Given task.
Extract every one of the rows below and reproduce each line character for character.

============

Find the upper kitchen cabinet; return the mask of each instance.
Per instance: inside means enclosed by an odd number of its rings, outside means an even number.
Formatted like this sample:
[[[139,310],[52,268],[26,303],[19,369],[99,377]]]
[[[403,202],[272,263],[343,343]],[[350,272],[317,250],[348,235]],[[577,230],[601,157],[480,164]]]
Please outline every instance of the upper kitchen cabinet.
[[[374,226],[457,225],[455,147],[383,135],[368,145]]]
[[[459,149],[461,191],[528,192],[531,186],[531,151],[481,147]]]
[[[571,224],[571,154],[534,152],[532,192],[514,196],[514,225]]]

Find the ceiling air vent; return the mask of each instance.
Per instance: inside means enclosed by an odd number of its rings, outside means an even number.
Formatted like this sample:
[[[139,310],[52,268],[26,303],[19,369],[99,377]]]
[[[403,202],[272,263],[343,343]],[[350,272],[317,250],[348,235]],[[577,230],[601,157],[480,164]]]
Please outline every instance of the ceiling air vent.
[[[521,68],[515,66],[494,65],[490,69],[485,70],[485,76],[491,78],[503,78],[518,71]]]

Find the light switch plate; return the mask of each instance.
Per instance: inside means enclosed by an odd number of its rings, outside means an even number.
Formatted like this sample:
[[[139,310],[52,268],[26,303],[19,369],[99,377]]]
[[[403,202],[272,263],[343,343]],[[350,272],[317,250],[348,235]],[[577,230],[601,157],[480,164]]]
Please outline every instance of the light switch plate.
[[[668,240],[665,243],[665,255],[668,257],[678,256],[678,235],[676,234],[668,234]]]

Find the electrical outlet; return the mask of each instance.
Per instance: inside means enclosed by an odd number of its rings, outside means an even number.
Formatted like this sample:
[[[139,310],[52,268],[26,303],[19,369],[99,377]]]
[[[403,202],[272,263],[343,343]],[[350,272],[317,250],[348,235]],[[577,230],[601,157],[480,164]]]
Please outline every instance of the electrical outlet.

============

Exercise result.
Find the upper kitchen cabinet; return the mask of each instance.
Per instance: inside means enclosed by an odd number of its rings, outside means an even number.
Formatted like this sample:
[[[139,310],[52,268],[26,303],[19,369],[99,377]]]
[[[403,202],[272,263],[343,343]],[[350,272],[317,250],[348,235]],[[577,230],[601,157],[480,164]]]
Please outline every instance of the upper kitchen cabinet.
[[[374,226],[457,225],[455,147],[383,135],[368,145]]]
[[[459,149],[461,191],[528,192],[531,186],[531,151],[481,147]]]
[[[571,224],[571,154],[534,152],[532,192],[514,196],[514,225]]]

Find the ceiling air vent; return the mask of each instance.
Per instance: inside means enclosed by an odd number of its rings, outside means an even number.
Formatted like this sample:
[[[139,310],[52,268],[26,303],[19,369],[99,377]]]
[[[403,202],[272,263],[343,343]],[[350,272],[317,250],[348,235]],[[577,230],[601,157],[480,164]]]
Please outline every instance of the ceiling air vent.
[[[521,68],[515,66],[494,65],[490,69],[485,70],[485,76],[491,78],[503,78],[518,71]]]

Find the light switch plate; return the mask of each instance.
Per instance: inside means enclosed by an odd number of its rings, outside means an even number.
Formatted like this sample:
[[[139,310],[52,268],[26,303],[19,369],[99,377]]]
[[[403,202],[272,263],[343,343]],[[350,272],[317,250],[348,235]],[[577,230],[601,157],[480,164]]]
Please outline every instance of the light switch plate.
[[[668,240],[665,243],[665,255],[668,257],[678,256],[678,235],[676,234],[668,234]]]

Find the electrical outlet; return the mask of each instance.
Per instance: inside means enclosed by an odd number of its rings, outside means an even number.
Formatted like this sample:
[[[139,310],[52,268],[26,303],[19,369],[99,377]]]
[[[403,202],[272,263],[343,343]],[[350,272],[317,250],[348,235]],[[577,230],[601,157],[480,164]]]
Please outline every instance of the electrical outlet.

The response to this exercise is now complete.